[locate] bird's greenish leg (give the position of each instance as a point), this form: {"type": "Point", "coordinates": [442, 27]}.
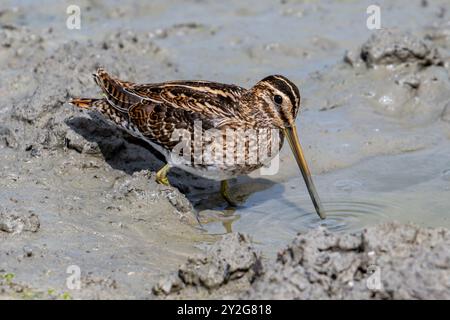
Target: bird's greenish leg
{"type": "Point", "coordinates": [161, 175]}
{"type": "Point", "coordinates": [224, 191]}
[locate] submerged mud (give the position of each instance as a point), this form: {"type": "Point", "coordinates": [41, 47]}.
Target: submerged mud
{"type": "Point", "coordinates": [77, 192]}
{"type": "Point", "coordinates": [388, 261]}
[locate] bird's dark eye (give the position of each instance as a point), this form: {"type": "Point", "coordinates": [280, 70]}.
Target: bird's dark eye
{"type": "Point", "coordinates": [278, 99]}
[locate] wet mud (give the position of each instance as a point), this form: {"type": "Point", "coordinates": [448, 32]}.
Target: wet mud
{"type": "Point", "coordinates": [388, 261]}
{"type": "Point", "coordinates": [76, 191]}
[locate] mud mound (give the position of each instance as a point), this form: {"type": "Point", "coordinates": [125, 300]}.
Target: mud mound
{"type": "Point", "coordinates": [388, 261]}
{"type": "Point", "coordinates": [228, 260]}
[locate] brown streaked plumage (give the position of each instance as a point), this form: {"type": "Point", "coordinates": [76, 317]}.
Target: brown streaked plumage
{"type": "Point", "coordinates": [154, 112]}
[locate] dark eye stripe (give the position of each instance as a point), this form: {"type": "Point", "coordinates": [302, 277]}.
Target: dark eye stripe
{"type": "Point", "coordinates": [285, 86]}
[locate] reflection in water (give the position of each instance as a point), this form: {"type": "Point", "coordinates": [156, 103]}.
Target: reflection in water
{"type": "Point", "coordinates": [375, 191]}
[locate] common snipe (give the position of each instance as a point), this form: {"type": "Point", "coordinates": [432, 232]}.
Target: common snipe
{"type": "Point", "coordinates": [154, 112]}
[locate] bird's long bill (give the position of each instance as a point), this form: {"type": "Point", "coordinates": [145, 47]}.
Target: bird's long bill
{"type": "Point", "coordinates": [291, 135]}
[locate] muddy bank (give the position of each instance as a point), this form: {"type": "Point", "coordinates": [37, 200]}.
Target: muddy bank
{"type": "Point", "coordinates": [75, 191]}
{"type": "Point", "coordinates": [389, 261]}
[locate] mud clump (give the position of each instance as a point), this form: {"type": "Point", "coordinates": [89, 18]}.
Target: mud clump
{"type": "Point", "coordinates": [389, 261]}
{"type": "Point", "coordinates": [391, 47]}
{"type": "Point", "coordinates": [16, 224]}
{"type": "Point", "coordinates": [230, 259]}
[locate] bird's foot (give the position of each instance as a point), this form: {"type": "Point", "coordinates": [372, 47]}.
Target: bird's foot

··········

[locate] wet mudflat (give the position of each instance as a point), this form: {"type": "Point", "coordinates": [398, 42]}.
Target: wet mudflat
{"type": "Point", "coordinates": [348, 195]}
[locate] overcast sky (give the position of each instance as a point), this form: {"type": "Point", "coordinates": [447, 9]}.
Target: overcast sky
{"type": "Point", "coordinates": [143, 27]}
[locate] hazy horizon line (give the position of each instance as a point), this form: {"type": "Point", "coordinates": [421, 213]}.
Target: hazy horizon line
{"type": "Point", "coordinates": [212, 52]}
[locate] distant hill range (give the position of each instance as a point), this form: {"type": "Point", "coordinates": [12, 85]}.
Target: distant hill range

··········

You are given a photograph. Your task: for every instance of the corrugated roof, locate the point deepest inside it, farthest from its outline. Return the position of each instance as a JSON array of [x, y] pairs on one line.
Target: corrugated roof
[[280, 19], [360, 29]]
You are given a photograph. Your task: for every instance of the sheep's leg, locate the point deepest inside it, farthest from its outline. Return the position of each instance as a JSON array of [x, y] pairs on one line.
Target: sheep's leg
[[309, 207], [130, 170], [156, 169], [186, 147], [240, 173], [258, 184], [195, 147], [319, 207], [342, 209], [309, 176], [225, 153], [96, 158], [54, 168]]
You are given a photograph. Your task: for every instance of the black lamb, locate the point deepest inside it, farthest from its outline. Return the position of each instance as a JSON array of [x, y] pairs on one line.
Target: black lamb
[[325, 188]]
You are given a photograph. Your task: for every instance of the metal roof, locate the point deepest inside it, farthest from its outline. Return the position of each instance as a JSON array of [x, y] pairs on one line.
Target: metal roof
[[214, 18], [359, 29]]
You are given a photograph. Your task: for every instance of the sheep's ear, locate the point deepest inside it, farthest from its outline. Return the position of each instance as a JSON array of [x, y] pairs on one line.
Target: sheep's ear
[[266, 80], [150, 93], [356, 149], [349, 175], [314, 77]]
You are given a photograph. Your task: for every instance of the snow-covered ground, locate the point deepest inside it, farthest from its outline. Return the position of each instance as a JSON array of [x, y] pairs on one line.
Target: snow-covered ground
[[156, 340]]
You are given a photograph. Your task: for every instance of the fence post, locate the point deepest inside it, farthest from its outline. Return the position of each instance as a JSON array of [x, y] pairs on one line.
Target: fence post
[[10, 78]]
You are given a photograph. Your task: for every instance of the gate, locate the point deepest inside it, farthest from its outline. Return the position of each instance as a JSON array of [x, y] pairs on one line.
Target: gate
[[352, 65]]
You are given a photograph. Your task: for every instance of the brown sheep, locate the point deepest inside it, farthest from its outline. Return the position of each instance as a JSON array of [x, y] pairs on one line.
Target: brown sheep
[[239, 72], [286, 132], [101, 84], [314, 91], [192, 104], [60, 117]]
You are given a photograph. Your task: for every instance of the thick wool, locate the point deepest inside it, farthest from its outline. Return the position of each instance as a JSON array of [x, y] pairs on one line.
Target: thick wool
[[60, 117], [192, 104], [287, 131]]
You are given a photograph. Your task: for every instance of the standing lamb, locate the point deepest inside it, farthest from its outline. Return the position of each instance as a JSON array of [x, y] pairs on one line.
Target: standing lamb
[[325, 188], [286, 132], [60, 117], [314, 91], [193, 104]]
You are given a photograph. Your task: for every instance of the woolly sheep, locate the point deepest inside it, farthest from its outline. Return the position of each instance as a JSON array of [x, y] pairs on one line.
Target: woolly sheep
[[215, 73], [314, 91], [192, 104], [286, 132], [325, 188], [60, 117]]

··········

● About this task: Given the records above, reproduce precisely and only the lines between the line holding "Target: muddy bank" and the line holding "[locate] mud clump", inclusive.

● Answer to this problem:
Target: muddy bank
{"type": "Point", "coordinates": [75, 191]}
{"type": "Point", "coordinates": [389, 261]}
[locate] mud clump (give the position of each instance as a point), this form: {"type": "Point", "coordinates": [89, 18]}.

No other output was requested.